WHAT NEEDS TO BE DONE :: Copy out the line bearing "140L213 211L270 294L337" and all the lines after it, to the very end of the material below, exactly as written.

------------------------------------------------------------------------

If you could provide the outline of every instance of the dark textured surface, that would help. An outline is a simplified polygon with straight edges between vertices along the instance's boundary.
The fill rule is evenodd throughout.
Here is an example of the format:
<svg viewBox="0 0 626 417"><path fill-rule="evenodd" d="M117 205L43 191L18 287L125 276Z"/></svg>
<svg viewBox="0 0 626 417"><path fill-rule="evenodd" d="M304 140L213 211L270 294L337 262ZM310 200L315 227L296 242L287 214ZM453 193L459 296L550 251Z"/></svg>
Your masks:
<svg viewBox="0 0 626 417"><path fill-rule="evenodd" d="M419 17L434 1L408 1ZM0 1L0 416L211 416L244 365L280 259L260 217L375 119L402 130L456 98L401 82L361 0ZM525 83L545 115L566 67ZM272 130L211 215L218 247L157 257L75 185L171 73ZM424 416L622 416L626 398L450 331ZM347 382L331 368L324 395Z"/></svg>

------------------------------------------------------------------------

YOUR RESPONSE ::
<svg viewBox="0 0 626 417"><path fill-rule="evenodd" d="M304 140L213 211L270 294L337 262ZM310 200L315 227L296 242L287 214ZM453 193L459 296L550 251Z"/></svg>
Your masks:
<svg viewBox="0 0 626 417"><path fill-rule="evenodd" d="M419 17L434 1L408 1ZM0 1L0 416L211 416L244 365L280 259L260 217L375 119L402 130L456 98L401 82L361 0ZM525 83L545 115L566 67ZM272 130L211 215L218 247L157 257L75 185L171 73ZM424 416L622 416L626 398L450 331ZM347 382L331 368L324 395Z"/></svg>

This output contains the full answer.